→ PROBLEM DETAILS:
Render every line of the records below as a JSON list of strings, with one string per line and blank lines omitted.

═══ EXCERPTED RECORDS

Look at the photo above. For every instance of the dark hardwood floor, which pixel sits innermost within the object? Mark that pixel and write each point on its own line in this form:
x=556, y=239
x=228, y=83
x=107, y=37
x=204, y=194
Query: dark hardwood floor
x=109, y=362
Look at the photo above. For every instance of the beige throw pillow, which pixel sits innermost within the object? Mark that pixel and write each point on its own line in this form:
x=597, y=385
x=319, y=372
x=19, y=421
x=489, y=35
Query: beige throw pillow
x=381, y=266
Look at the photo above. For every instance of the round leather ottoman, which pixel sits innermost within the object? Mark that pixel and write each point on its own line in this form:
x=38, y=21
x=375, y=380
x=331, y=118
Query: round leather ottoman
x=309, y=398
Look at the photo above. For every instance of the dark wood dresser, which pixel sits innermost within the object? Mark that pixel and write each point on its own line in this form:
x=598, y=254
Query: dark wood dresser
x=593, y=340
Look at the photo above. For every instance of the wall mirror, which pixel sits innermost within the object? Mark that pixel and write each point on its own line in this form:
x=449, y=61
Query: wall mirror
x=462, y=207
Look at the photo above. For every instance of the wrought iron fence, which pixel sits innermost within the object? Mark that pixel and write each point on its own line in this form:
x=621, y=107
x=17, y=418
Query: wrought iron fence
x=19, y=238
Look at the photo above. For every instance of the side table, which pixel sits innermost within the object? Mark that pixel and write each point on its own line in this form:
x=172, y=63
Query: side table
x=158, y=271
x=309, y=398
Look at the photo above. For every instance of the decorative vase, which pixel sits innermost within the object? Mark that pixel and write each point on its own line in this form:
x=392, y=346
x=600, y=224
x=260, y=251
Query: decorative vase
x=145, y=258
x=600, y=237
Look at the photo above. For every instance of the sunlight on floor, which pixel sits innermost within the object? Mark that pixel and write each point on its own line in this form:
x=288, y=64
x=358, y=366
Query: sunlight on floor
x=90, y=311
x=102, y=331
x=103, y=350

══════

→ EXERCISE SOLUTION:
[
  "Look at the photo above. For every instance of the dark hardwood floor, which pixel sits innermost within the object? Mark that pixel and write each point on its own line in this form:",
  "x=556, y=239",
  "x=228, y=83",
  "x=107, y=37",
  "x=204, y=194",
  "Query: dark hardwood floor",
  "x=109, y=362",
  "Look at the photo above. For every instance of the beige throw pillow, which pixel sits innermost within the object? Mark that pixel and write each point on its own line in this form:",
  "x=597, y=385",
  "x=319, y=372",
  "x=19, y=421",
  "x=489, y=35",
  "Query: beige throw pillow",
  "x=381, y=266",
  "Look at the photo above. For every instance of the round leather ottoman, which pixel sits innermost within the object? Mark that pixel and write each point on its own line in this form:",
  "x=38, y=21",
  "x=375, y=380",
  "x=331, y=118",
  "Query: round leather ottoman",
  "x=309, y=398",
  "Look at the photo above. For every instance of the dark wood dresser, which pixel sits innermost within the object? Mark that pixel and write each point on its own line in this form:",
  "x=598, y=254",
  "Query: dark wood dresser",
  "x=593, y=340",
  "Look at the photo above. For every instance of the wall mirror, which pixel sits innermost within the object? Mark that pixel and write each point on its own line in this form:",
  "x=449, y=61",
  "Query: wall mirror",
  "x=462, y=207",
  "Look at the photo above. For every instance of the wrought iron fence, which pixel sits innermost within the object? Mark that pixel and write each point on its own line in this form:",
  "x=621, y=107",
  "x=17, y=418",
  "Query: wrought iron fence",
  "x=19, y=238",
  "Look at the photo above. For every instance of the side table, which pixel sits innermost within the object? Mark that pixel and write each point on its own line in this form:",
  "x=172, y=63",
  "Query: side table",
  "x=158, y=271",
  "x=309, y=398",
  "Look at the photo above. For every instance of the decorative vase, which pixel sits innermost within the object? Mark that pixel and write each point on its own line in this form:",
  "x=392, y=346",
  "x=600, y=224",
  "x=260, y=251",
  "Query: decorative vase",
  "x=145, y=258",
  "x=600, y=237",
  "Look at the photo above. For every instance of the sunlight on floor, which pixel sits innermost within the object? Mark that pixel and write each point on its own line in this form:",
  "x=288, y=64",
  "x=358, y=366",
  "Query: sunlight on floor",
  "x=90, y=311",
  "x=102, y=331",
  "x=103, y=350"
]